Tasks and exercises ▸
1. In the article on Zach LaVine's return, what injury ended his previous season?
2. Carry on the article on Zach LaVine's return, starting after its final sentence.

Document text ▸
Zach LaVine readies for his return

The cavalry is coming; you just hope the village hasn't burned down by then.

"I'm pushing as much as possible because I want to go play with my guys," Zach LaVine told reporters Monday in his first formal media comments since training camp began last month. "I should be doing contact really soon. It all depends on (the team). I'm pushing them as hard as I can. I feel great. But at the end of the day we still gotta be careful.

"I'm doing everything I was doing before," LaVine added. "I'm going to come back, play the same way. If I can go out there and play right now I would try it (dunking). That's just me. I can still jump, I can still get up, take contact through the hoop. I'm getting ready to be used to that again. I'm pretty sure I can do contact, but we've got to stick to that schedule. Trying to as close to 100 percent as I can before I come back.'

Zach LaVine #8 of the Minnesota Timberwolves dunks the ball during the Verizon Slam Dunk Contest during State Farm All-Star Saturday Night as part of the 2016 NBA All-Star Weekend on February 13, 2016 at the Air Canada Centre in Toronto, Ontario, Canada.

Bulls coach Fred Hoiberg said Kris Dunn is back to full scrimmaging with the team after his finger dislocation and might play Saturday when the Bulls host Oklahoma City. LaVine, certainly the main part of the Jimmy Butler trade as a two-time slam dunk champion who was averaging 18.9 per game last season before an ACL tear in his left knee, probably will start some scrimmaging in a few weeks, Hoiberg said. The timetable for a full return remains unclear since the Bulls do not plan to rush LaVine, who seems to be taking care of that part of the equation.

His return seems to look like sometime between Thanksgiving and Christmas for now.

It would be a time of thanks for the Bulls and a big time gift.

Because with the return of Dunn and LaVine and the way Lauri Markkanen is playing following the Bobby Portis/Nikola Mirotic confrontation, the Bulls would begin to have the makings of the kind of fast, athletic, shooting team they have imagined.

Excerpted data ▸

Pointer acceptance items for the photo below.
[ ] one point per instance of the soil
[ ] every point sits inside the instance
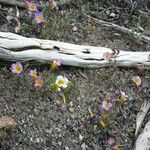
(44, 122)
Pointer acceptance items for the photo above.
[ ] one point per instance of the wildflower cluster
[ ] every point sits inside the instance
(32, 7)
(60, 83)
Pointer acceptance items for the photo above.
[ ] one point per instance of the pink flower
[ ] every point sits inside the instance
(53, 5)
(105, 105)
(56, 63)
(17, 68)
(107, 56)
(39, 17)
(31, 5)
(33, 73)
(112, 144)
(137, 80)
(38, 82)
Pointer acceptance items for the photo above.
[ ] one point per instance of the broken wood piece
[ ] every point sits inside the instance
(141, 115)
(13, 3)
(14, 47)
(136, 35)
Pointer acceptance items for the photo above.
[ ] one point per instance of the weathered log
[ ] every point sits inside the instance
(13, 3)
(14, 47)
(143, 141)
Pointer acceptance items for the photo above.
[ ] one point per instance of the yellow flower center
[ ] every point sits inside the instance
(18, 68)
(60, 82)
(32, 6)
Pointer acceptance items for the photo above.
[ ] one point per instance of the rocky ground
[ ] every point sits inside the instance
(44, 122)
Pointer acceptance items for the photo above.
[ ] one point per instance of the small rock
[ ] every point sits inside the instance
(83, 146)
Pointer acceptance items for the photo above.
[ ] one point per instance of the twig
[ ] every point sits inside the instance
(125, 30)
(14, 3)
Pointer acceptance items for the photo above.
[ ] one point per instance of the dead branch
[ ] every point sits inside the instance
(134, 34)
(141, 115)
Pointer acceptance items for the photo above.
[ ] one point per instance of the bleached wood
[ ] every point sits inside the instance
(14, 47)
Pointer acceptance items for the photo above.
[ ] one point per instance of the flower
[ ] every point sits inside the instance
(33, 73)
(56, 63)
(101, 122)
(111, 142)
(123, 97)
(31, 5)
(38, 82)
(39, 17)
(137, 80)
(105, 105)
(61, 82)
(17, 68)
(107, 56)
(53, 5)
(62, 96)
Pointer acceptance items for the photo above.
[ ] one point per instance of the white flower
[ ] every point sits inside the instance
(61, 81)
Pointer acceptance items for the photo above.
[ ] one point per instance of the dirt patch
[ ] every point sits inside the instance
(44, 122)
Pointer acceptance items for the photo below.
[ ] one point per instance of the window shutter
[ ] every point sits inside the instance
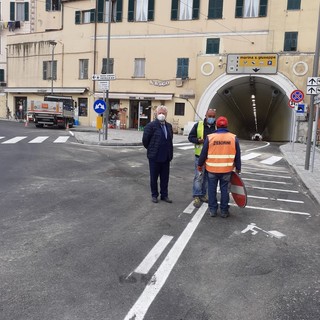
(215, 9)
(77, 17)
(100, 10)
(131, 10)
(48, 5)
(174, 10)
(26, 11)
(119, 11)
(1, 75)
(150, 10)
(44, 69)
(239, 9)
(92, 15)
(195, 9)
(12, 9)
(263, 8)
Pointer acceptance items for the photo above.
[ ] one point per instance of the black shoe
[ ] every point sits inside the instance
(224, 214)
(166, 199)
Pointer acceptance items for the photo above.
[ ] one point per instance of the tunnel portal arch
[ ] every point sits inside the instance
(231, 95)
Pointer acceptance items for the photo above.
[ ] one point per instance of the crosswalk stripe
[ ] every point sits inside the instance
(271, 160)
(39, 139)
(186, 147)
(250, 156)
(14, 140)
(61, 139)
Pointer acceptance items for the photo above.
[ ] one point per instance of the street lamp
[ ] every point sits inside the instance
(53, 44)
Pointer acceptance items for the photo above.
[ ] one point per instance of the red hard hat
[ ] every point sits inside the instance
(222, 122)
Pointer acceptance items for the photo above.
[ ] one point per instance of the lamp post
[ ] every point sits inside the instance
(53, 44)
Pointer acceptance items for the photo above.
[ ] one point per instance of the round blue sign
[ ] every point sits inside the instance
(99, 106)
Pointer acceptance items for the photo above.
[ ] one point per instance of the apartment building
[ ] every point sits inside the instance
(186, 54)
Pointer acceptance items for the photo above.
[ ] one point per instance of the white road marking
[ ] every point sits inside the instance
(38, 139)
(147, 263)
(186, 147)
(14, 140)
(189, 209)
(266, 175)
(276, 199)
(273, 189)
(250, 156)
(61, 139)
(271, 160)
(275, 210)
(140, 308)
(266, 181)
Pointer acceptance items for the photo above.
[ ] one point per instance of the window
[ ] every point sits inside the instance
(290, 41)
(213, 46)
(2, 75)
(293, 4)
(185, 9)
(139, 67)
(83, 68)
(179, 108)
(83, 107)
(141, 10)
(19, 11)
(251, 8)
(86, 16)
(215, 9)
(182, 68)
(107, 67)
(47, 70)
(53, 5)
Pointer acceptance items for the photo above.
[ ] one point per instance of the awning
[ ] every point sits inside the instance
(137, 96)
(44, 90)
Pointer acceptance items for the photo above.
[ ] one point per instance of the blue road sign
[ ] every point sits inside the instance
(300, 108)
(99, 106)
(297, 96)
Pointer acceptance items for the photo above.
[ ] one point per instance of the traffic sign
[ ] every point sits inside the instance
(104, 85)
(297, 95)
(99, 106)
(300, 108)
(103, 77)
(313, 85)
(291, 104)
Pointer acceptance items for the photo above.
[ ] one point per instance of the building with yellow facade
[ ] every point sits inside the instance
(242, 57)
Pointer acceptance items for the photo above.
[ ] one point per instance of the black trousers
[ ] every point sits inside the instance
(162, 170)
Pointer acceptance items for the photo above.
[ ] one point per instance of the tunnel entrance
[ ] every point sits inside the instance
(253, 104)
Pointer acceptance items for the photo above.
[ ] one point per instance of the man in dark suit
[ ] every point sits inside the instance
(158, 140)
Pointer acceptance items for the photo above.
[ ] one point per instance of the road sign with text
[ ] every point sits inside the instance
(103, 77)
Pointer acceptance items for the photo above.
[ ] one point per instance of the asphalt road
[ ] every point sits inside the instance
(81, 239)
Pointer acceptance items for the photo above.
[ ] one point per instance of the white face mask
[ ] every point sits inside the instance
(161, 117)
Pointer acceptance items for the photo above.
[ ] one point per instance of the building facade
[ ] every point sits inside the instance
(180, 53)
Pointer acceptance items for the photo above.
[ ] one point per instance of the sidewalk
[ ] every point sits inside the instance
(115, 137)
(295, 155)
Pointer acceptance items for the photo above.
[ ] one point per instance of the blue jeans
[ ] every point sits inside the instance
(223, 179)
(200, 181)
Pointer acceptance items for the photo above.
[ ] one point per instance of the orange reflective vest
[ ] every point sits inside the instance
(221, 152)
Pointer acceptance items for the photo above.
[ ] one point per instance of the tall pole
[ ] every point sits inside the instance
(53, 44)
(311, 111)
(106, 113)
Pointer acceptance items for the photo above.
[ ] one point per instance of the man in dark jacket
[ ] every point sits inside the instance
(197, 136)
(158, 140)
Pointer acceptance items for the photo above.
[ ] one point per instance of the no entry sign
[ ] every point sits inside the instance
(297, 96)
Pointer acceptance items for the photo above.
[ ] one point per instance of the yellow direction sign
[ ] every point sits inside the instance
(252, 63)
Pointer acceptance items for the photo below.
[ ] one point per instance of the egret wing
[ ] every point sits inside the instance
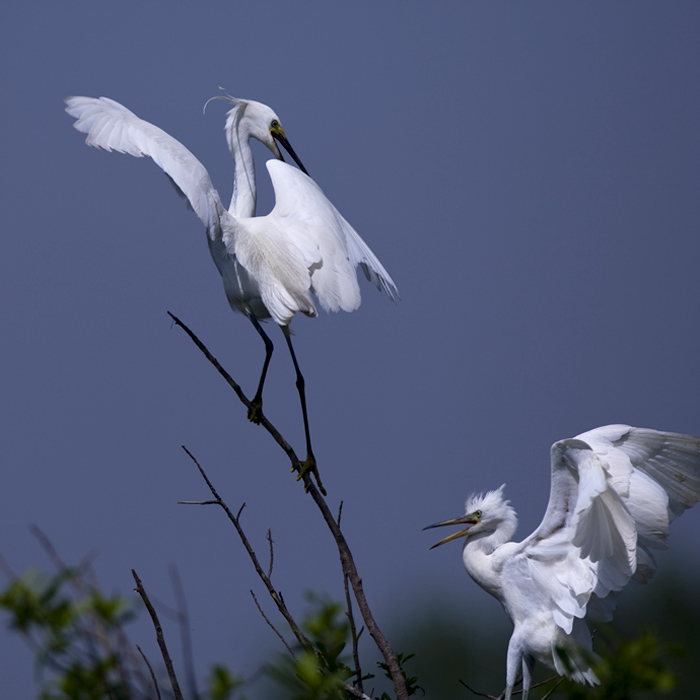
(657, 476)
(331, 245)
(112, 127)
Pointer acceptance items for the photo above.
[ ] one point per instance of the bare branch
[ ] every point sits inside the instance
(264, 422)
(253, 557)
(183, 618)
(150, 670)
(346, 559)
(272, 627)
(272, 552)
(177, 693)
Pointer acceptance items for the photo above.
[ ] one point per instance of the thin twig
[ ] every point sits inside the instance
(272, 627)
(296, 630)
(150, 670)
(159, 636)
(353, 634)
(264, 422)
(183, 618)
(272, 552)
(481, 695)
(346, 559)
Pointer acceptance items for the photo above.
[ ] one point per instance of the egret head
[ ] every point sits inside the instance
(250, 119)
(485, 513)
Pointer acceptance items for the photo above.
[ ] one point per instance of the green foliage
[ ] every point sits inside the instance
(72, 633)
(222, 683)
(317, 672)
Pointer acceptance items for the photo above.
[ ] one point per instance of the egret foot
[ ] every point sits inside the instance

Responses by task ▸
1. An ACL tear in his left knee.

2.
"With the team that we have and the system that coach put in, we're going to get up a lot of threes," said LaVine, who shot 39 percent on threes his last two seasons in Minnesota. "When we're on we're going to blow some teams out with those threes. When we're off, as the last couple of games have shown, it's going to be a struggle to score, sometimes. But I think that's where I can come in and help, and I can't wait to get out there and start playing."

It can't be too soon for Hoiberg, either. Until then it's more of that holding the fort thing with a trip to play the Cleveland Cavaliers Tuesday. The Cavs will be without Derrick Rose, who will miss a few games with a sprained ankle. Also, fellow former Bull Dwyane Wade will move to the bench after having difficulty fitting into the Cavs sleeker shooting style in the first few games. The Cavs are 2-1.

The Bulls are 0-2 after losing in Toronto and at home to the Spurs. After an encouraging preseason with swifter and more stylish play, the Bulls have reverted again to more dribbling and limited ball movement with opponents averaging five more assists per game.

Lauri Markkanen #24 of the Chicago Bulls attempts a shot in the fourth quarter against the San Antonio Spurs at the United Center on October 21, 2017 in Chicago, Illinois.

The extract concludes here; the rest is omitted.